→ TEKST DO CZYTANIA
────────────────────

"Wielki zryw przeciwko komunizmowi i nędzy"
Marzec '68 był to wielki zryw przeciwko reżimowi komunistycznemu i nędzy – mówi PAP prof. Marian Srebrny, dziś matematyk, a w 1968 roku student i uczestnik protestów. Obecny wówczas antysemityzm był dziełem SB i góry partyjnej – dodaje.
PAP: Kim Pan był w marcu 1968 roku?
Prof. Marian Srebrny: Byłem 20-letnim studentem III roku matematyki na Uniwersytecie Warszawskim.
PAP: Marzec '68 to dla Pana...
- ...wielki zryw - mówię "wielki" bez skrępowania - młodego pokolenia przeciwko reżimowi komunistycznemu i nędzy.
PAP: Jaka była geneza protestów marcowych?
- Jedną z iskier, które rozpaliły protesty było zdjęcie "Dziadów" Kazimierza Dejmka przez komunistyczną cenzurę. Była to jednak tylko jedna z przyczyn, moim zdaniem, stosunkowo małej wagi. Dość przypomnieć, że protest związany ze zdjęciem spektaklu z 30 stycznia 1968 r. przyciągnął ok. 200 osób. W moich wspomnieniach tym co sprawiło, że możemy mówić o Marcu jako o wielkim zrywie było pałowanie. Skala protestu była wynikiem buntu przeciwko użyciu brutalnej siły przeciwko studentom. Do użycia siły doszło właściwie już po wiecu, który zorganizowaliśmy po relegowaniu 4 marca z uczelni dwóch studentów - Adama Michnika i Henryka Szlajfera - za udział w protestach przeciwko zdjęciu "Dziadów". Ów wiec, zupełnie pokojowy, zgromadził ok. 2-3 tys. studentów. Kiedy już rozchodziliśmy się spokojnie przeciwko nam zostały skierowane oddziały ZOMO, które nazywaliśmy też czasem "Golędzinowem", z racji lokalizacji ich koszar w tej części Pragi. Szli na nas w szeregach od bramy głównej, było ich może 10 szeregów, może 12, w hełmach, z plastikowymi osłonami twarzy, z pałkami. Te pałki nazywaliśmy "brunetkami" z racji czarnego koloru. Miały 75 cm, były dwukrotnie dłuższe, niż standardowe milicyjne pałki.

────────────────────

→ ZADANIA DO WYKONANIA
**1.** Przepisz dosłownie fragment wywiadu o Marcu '68 od „Marzec '68 był” do „na Uniwersytecie Warszawskim.”.
**2.** Kontynuuj wywiad o Marcu '68 od miejsca, w którym kończy się tekst.
Rekordy nie są tu do niczego potrzebne.

→ ZBIÓR DANYCH
────────────────────

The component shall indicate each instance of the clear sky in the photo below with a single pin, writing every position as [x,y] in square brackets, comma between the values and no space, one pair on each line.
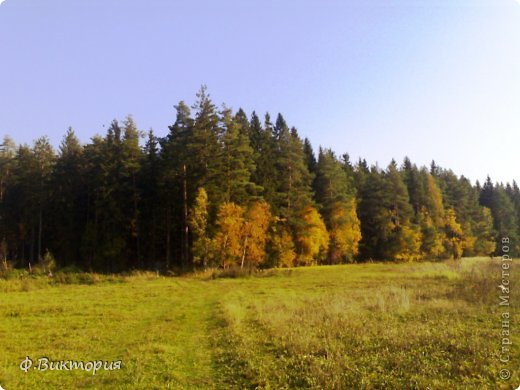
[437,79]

────────────────────

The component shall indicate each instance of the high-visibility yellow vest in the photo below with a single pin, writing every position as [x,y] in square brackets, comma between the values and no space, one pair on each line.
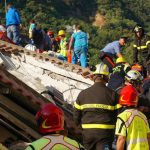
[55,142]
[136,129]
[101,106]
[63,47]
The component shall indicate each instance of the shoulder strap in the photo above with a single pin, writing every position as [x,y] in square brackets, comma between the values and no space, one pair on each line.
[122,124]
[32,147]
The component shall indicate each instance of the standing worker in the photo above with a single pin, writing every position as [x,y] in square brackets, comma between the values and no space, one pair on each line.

────────────────────

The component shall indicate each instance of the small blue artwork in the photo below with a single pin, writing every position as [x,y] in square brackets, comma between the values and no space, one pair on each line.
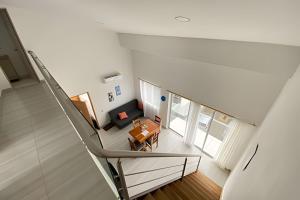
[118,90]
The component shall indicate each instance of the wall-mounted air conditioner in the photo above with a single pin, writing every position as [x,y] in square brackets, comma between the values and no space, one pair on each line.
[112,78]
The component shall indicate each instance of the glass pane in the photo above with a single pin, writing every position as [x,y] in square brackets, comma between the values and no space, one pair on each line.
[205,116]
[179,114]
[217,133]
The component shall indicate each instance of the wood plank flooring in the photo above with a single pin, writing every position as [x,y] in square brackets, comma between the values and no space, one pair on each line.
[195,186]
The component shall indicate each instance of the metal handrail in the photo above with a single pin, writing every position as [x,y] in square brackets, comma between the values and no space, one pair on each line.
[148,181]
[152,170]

────────────────────

→ WYNIKI ĆWICZENIA
**1.**
Marzec '68 był to wielki zryw przeciwko reżimowi komunistycznemu i nędzy – mówi PAP prof. Marian Srebrny, dziś matematyk, a w 1968 roku student i uczestnik protestów. Obecny wówczas antysemityzm był dziełem SB i góry partyjnej – dodaje.
PAP: Kim Pan był w marcu 1968 roku?
Prof. Marian Srebrny: Byłem 20-letnim studentem III roku matematyki na Uniwersytecie Warszawskim.

**2.**
- Tymi "brunetkami" wywijali tak sprawnie, że tłukli wszystkich, którzy się pojawili. W ich stronę szło dwóch bardzo zacnych profesorów, Czesław Bobrowski, który był dziekanem wydziału ekonomii, i drugi profesor, którego nazwiska nie pamiętam. Obaj dostali pałami. Pamiętam, że prof. Bobrowski chodził przez tydzień z obandażowaną głową. Jeżeli patrzymy na Marzec '68 jako na całość wydarzeń w Polsce, to właśnie to pałowanie było iskrą szerokich protestów. Działania w innych miastach czy na innych uczelniach były prowadzone nie dlatego, że zdjęto "Dziady" czy że wyrzucono ze studiów Michnika i Szlajfera, ale dlatego, że władza pałowała studentów. Traktowanie protestujących pałami, albo strzelanie (tak jak w 2015 poprzedni rząd do górników, na szczęście tylko gumowymi kulami) takie ma skutki.
PAP: Wspomina Pan tu o wydarzeniach marcowych. A czy wcześniej, w roku 1967 były jakiejś procesy, które mogły zwiastować wzrost napięć społecznych?
- Ogólna atmosfera była bardzo napięta. Wymieniłbym dwa czynniki ogólnospołeczne, które bez wątpienia stanowiły istotną przyczynę, że zryw marcowy był tak intensywny. Pierwszym była bardzo duża podwyżka cen artykułów mięsnych, która miała miejsce w końcu 1967 roku. Średnio było to o 17 proc. Pamiętajmy o tym, że wielkie bunty społeczne z 1970, 1976 czy wreszcie 1980 roku narosły właśnie na skutek polityki cenowej władz komunistycznych. Było to bardzo poważne uderzenie w społeczeństwo. Drugi czynnik to obniżenie zarobków robotników, które również miało miejsce w 1967 roku. Ściśle rzecz biorąc było to podwyższenie norm, które robotnicy musieli wyrobić, chcąc otrzymać wynagrodzenie. De facto było to obniżenie pensji. Te dwa fakty były kluczowe dla podniesienia poziomu niezadowolenia Polaków na początku 1968 roku. Aczkolwiek większe znaczenie miało to z pewnością dla nastrojów w środowisku robotniczym, niż studenckim.
PAP: Wydaje się, że opinia publiczna nie kojarzy Marca '68 z udziałem robotników.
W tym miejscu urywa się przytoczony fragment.